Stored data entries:
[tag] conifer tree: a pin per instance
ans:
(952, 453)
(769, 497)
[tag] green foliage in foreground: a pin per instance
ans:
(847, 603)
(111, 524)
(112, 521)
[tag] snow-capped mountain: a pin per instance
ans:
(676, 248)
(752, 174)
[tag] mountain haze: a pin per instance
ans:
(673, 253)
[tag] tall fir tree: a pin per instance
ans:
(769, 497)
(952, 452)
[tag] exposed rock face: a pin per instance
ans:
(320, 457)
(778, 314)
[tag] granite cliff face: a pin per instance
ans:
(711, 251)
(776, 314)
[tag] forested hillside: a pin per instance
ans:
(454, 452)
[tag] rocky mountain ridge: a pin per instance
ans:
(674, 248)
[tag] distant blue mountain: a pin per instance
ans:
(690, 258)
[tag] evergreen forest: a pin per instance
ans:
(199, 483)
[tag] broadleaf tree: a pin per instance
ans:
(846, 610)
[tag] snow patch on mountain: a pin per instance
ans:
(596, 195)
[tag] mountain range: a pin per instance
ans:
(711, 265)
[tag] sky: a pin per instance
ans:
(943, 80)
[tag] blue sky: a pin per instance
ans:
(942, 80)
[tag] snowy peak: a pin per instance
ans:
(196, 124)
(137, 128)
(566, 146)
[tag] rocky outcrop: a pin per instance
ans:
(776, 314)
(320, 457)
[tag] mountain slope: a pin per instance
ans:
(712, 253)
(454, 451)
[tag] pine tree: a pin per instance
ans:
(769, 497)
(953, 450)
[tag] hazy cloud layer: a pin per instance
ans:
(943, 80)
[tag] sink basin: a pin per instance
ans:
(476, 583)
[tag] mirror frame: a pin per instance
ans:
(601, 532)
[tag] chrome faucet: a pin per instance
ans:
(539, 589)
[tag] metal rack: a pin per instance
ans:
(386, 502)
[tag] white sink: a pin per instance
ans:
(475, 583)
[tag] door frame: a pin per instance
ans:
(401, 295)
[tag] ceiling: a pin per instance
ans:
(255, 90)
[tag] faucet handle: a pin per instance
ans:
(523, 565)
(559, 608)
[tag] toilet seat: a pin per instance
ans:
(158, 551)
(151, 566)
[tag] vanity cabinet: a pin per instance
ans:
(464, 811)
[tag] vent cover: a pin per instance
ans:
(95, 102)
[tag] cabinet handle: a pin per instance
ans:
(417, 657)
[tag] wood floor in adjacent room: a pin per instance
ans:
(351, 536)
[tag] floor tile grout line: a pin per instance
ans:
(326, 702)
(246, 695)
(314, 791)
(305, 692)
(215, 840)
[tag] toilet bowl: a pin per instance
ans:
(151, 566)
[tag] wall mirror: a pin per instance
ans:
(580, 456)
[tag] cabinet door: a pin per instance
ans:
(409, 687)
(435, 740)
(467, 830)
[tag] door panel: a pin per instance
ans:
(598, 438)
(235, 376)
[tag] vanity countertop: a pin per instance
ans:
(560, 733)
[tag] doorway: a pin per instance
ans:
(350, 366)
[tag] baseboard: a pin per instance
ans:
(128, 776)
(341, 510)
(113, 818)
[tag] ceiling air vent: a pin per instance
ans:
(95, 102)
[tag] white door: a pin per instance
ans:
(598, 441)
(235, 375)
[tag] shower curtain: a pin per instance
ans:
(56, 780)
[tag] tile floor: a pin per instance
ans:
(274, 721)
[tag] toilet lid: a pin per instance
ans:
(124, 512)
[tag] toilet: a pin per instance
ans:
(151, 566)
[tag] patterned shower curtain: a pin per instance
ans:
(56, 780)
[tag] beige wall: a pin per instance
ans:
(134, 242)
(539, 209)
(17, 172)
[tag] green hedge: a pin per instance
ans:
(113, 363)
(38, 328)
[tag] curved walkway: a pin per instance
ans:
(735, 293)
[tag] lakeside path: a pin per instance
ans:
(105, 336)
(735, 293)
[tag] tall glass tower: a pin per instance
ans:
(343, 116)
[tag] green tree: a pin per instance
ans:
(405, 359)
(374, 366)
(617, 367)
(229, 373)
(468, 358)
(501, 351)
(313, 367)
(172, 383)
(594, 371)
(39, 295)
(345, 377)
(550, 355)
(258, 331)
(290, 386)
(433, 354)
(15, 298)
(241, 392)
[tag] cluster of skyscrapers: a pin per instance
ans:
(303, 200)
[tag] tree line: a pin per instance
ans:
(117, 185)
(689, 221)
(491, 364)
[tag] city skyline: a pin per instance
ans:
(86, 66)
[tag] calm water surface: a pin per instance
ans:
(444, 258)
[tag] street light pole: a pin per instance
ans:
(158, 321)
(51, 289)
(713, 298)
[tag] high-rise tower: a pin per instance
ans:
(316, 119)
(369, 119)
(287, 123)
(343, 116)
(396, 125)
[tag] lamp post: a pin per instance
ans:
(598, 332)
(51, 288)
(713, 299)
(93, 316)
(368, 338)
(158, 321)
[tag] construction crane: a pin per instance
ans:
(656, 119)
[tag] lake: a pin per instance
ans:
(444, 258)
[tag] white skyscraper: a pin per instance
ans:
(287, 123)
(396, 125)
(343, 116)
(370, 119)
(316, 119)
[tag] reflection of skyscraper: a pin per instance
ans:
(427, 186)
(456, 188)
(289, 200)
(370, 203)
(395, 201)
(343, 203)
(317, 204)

WORK REQUEST: Down to the last character, restate every record.

SOLVED EXERCISE:
[tag] conifer tree: a pin per instance
ans:
(952, 453)
(769, 497)
[tag] green foliage in foreground: a pin per instance
ans:
(847, 603)
(111, 524)
(112, 521)
[tag] snow-capped mountain: a pin per instance
ans:
(676, 248)
(752, 174)
[tag] mountain haze: a pin per instance
ans:
(673, 253)
[tag] tall fir tree: a pin per instance
ans:
(769, 497)
(952, 452)
[tag] exposed rock face: a pin per instance
ans:
(320, 457)
(778, 314)
[tag] granite cliff face: a pin per instance
ans:
(711, 251)
(776, 314)
[tag] forested hillside: a pin per instance
ans:
(454, 452)
[tag] rocky mountain ridge: a pin per instance
ans:
(674, 248)
[tag] distant blue mountain: a pin per instance
ans:
(690, 258)
[tag] evergreen forest: a pin per instance
ans:
(199, 483)
[tag] broadleaf tree: a pin per instance
ans:
(846, 610)
[tag] snow patch on mountain: a pin per instance
ans:
(596, 195)
[tag] mountain range: a pin per instance
ans:
(711, 265)
[tag] sky: a pin per instance
ans:
(943, 80)
[tag] blue sky: a pin per instance
ans:
(942, 80)
[tag] snowy peak: a pin per instance
ans:
(196, 124)
(137, 128)
(566, 146)
[tag] rocky outcrop: a pin per instance
ans:
(776, 314)
(320, 457)
[tag] mountain slope: a pin per instance
ans:
(712, 253)
(454, 451)
[tag] pine tree: a pin per instance
ans:
(769, 497)
(953, 450)
[tag] hazy cloud layer: a pin per instance
ans:
(943, 80)
[tag] sink basin: a pin per instance
ans:
(476, 583)
[tag] mirror frame: a pin per instance
ans:
(601, 532)
[tag] chrome faucet: a pin per instance
ans:
(539, 589)
[tag] metal rack: a pin per instance
ans:
(386, 502)
[tag] white sink: a pin per instance
ans:
(475, 583)
[tag] door frame: a pin per instance
ans:
(401, 295)
[tag] ceiling: a pin per instance
ans:
(255, 90)
[tag] faucet handle: a pin per instance
ans:
(523, 565)
(559, 608)
[tag] toilet seat: a pin per instance
ans:
(158, 551)
(151, 566)
[tag] vanity cabinet: a pin per instance
ans:
(464, 811)
[tag] vent cover: a pin per instance
ans:
(95, 102)
[tag] cabinet handle: a pin per instance
ans:
(417, 657)
[tag] wood floor in adjacent room: a pin per instance
ans:
(351, 536)
[tag] floor tile grout line: a pin per instance
ans:
(326, 702)
(246, 695)
(314, 791)
(305, 692)
(215, 840)
[tag] toilet bowl: a pin per instance
ans:
(151, 566)
[tag] wall mirror: a pin per instance
ans:
(580, 456)
[tag] cabinet door: a pin per instance
ans:
(409, 687)
(435, 740)
(467, 830)
[tag] door panel: a pin per instance
ans:
(598, 438)
(235, 376)
[tag] vanity countertop: a pin per instance
ans:
(560, 733)
[tag] doorway: a pin per instance
ans:
(350, 366)
[tag] baseboard: a pin per instance
ans:
(128, 776)
(341, 510)
(113, 818)
[tag] ceiling air vent: a pin per instance
ans:
(95, 102)
[tag] white door: a pin per instance
ans:
(598, 441)
(235, 375)
[tag] shower curtain: a pin per instance
ans:
(56, 780)
[tag] tile floor: a pin per instance
ans:
(274, 721)
[tag] toilet lid: a pin per instance
ans:
(124, 512)
[tag] toilet: a pin per instance
ans:
(151, 566)
[tag] patterned shower curtain: a pin per instance
ans:
(56, 780)
[tag] beige wall: a pin per instance
ans:
(134, 242)
(539, 209)
(17, 172)
[tag] green hedge: a pin per instance
ans:
(113, 363)
(38, 328)
[tag] curved walkway: a pin per instance
ans:
(735, 293)
[tag] lakeside path: a pin per instance
ans:
(105, 336)
(735, 293)
[tag] tall glass tower: a pin per instance
ans:
(343, 116)
[tag] green tree: a pin per instance
ans:
(405, 359)
(374, 366)
(617, 367)
(229, 373)
(468, 358)
(501, 351)
(313, 367)
(172, 383)
(594, 371)
(39, 295)
(345, 377)
(550, 355)
(258, 331)
(290, 386)
(433, 354)
(15, 298)
(241, 392)
[tag] cluster of skyscrapers: a pin per instance
ans:
(303, 200)
[tag] tree line: a pin per instance
ans:
(117, 185)
(689, 221)
(491, 364)
[tag] city skyline: a pin per instance
ans:
(86, 66)
[tag] calm water surface: a pin per instance
ans:
(444, 258)
[tag] street light pole: a pin per instance
ans:
(158, 321)
(51, 289)
(713, 298)
[tag] high-rise tower: a pin per instance
ans:
(316, 119)
(369, 119)
(287, 123)
(343, 116)
(396, 125)
[tag] lamp post: a pin per instance
ans:
(598, 332)
(51, 288)
(713, 299)
(93, 316)
(368, 338)
(158, 321)
[tag] construction crane: a pin per instance
ans:
(656, 119)
[tag] lake: a pin per instance
ans:
(444, 258)
[tag] white skyscraper: a pin per instance
ans:
(287, 123)
(396, 125)
(343, 116)
(370, 119)
(316, 119)
[tag] reflection of skyscraper: a pin per instance
ans:
(427, 186)
(456, 188)
(289, 200)
(370, 203)
(395, 201)
(343, 203)
(317, 204)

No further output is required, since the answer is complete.